Request 1
Answer these questions about the filesystem post, putting each answer on its own line labeled (a), (b), or (c):
(a) Which filesystem does the writer contend shows outcome (d)?
(b) How many hits did a search for reiserfs and mason yield?
(c) For which reiserfs version and which distribution does the writer most want a data-journalling patch?

Source
== == ==

Now, which filesystems can show each outcome?  I don't know.  I
contend that reiserfs does (d).  Stephen Tweedie talks above about
whether we can "guarantee that all the data blocks have been written",
but may be missing the point I was making, namely that THE BLOCKS HAVE
BEEN WRITTEN TO THE WRONG FILES.

It would be nice to know, for each of ext2fs, ext3fs, and reiserfs,
what the -intended- outcome is, and what the -actual- outcome is
(since implementation bugs might make the actual outcome different
from the intended outcome).  Any additional filesystems anyone would
like to toss into the pot would be welcome; maybe I'll post a matrix
of the results, if we get some.

I'm -assuming- that the intended outcome for reiserfs (without data
journalling) is one of (a), (b), or (c).  If the intended outcome for
reiserfs without data journalling [or -any- FS, really] is in fact
(d), then I don't understand how this filesystem can be intended for
any reliable service, since a failure will garble all files written in
the last several seconds in a fashion that is very, very difficult to
unscramble.  (-Perhaps-, if all the metadata is indeed correct, it
would be possible to at least -identify- which files may have gotten
smashed, by looking for all files whose mtime or ctime is in the last
60 seconds (more?) before the failure, but they'd still be trashed in
bizarre ways---it's much easier to fix a file (particularly a text
file) that is simply out of date (having had only some, or none, of
its recent data written) then it is to fix one that's had data from
other file(s) added to it in random places.  Furthermore, files such
as wtmp will probably get their mtime modified the instant the system
comes back up, further muddying the waters.)

Can someone(s) help to address the above?  And, even better, could
this information be placed prominently on the web pages describing the
relevant file systems?  It would be extremely useful for people trying
to decide which one to run to know this -before- they have committed
umpteen gigabytes to one or the other and -then- get bitten.

Thanks!

P.S.  Nikita Danilov said that there is a data-journalling patch to
reiserfs written Chris Mason <Mason@Suse.COM>, but has not responded
with a URL to it; can someone (or Chris? now CC'ed) do so?  A search
for reiserfs and mason is useless, yielding 12,000 hits.  (I'm
particularly interested in one for reiserfs 3.6.25 and Mandrake 8.0,
but I assume there may be several variants in the same repository.)
Benchmarking data on the performance impact of data journalling for
reiserfs, ext3fs, and anything else anyone cares to supply would
probably be useful to lots of people at well.

P.P.S.  I say reset and not power-off, although I hope that this is
moot, because I presume that the unsynced data, by virtue of being
unsynced, is nowhere near the disk datapaths anyway.  But either way,
a reset should let the disks continue to write data out of their write
buffers, assuming that a CPU reset doesn't flush such pending
transactions; I don't know if there's some IDE bus sequence that can
do this, and whether CPU reset would issue such a sequence.  It may
not matter; is it common that disks might leave data buffered but
unwritten for 30 seconds if there is no other disk activity?  I would
hope that this is -not- true and that the buffered data is buffered
only while there is other activity, since failing to flush the buffer
when the disk is idle only increases the risk of losing it without
improving performance at all.

== == ==

Input records
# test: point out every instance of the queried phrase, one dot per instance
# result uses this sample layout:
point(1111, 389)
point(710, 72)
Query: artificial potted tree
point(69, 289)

== == ==

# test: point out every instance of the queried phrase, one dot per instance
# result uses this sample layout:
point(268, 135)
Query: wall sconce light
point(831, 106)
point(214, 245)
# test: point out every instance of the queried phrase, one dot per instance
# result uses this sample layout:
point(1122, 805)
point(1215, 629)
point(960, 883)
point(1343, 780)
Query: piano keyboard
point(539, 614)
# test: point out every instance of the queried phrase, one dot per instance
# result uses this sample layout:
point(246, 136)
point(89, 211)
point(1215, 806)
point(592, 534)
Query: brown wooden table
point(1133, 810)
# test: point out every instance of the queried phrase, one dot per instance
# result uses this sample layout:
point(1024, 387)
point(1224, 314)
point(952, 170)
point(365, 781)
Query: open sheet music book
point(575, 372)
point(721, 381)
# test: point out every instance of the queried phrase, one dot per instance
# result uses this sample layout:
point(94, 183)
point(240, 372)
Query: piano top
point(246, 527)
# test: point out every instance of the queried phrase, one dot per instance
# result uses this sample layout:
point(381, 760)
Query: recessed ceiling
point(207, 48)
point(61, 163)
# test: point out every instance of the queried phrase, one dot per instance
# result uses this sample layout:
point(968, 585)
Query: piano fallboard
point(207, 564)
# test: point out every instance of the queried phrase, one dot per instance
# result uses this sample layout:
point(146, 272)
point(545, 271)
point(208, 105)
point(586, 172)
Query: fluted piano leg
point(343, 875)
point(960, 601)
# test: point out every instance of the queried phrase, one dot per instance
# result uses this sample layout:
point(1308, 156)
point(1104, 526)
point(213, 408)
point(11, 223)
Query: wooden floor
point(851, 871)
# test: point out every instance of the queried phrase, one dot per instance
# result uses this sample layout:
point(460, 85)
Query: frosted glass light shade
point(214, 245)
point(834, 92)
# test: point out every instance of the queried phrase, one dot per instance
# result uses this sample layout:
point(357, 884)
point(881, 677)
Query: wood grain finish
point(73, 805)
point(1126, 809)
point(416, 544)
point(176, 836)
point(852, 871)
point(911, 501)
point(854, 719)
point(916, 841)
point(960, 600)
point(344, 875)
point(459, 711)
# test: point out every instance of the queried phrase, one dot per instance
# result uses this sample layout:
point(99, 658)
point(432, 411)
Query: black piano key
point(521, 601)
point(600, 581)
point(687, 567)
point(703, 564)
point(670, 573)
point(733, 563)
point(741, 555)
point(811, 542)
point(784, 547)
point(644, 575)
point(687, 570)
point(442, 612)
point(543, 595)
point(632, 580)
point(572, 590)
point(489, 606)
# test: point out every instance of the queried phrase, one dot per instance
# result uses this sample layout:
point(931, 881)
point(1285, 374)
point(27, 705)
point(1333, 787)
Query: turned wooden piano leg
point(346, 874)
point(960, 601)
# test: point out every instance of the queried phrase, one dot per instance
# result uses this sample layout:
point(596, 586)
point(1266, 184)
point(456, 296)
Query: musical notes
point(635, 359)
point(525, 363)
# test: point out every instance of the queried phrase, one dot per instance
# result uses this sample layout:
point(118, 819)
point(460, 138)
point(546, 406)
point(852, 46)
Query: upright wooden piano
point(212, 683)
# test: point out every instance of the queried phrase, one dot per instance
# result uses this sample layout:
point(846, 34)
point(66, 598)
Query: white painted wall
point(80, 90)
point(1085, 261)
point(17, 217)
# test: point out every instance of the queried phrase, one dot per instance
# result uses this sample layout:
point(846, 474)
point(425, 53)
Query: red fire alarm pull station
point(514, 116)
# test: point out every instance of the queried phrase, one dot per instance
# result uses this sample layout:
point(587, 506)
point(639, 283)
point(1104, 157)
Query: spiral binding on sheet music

== == ==

Request 2
Extract every line from the entries above that contains the string "wooden".

Exercise output 1
(a) reiserfs
(b) 12,000
(c) reiserfs 3.6.25 and Mandrake 8.0

Exercise output 2
Query: brown wooden table
Query: wooden floor
Query: turned wooden piano leg
Query: upright wooden piano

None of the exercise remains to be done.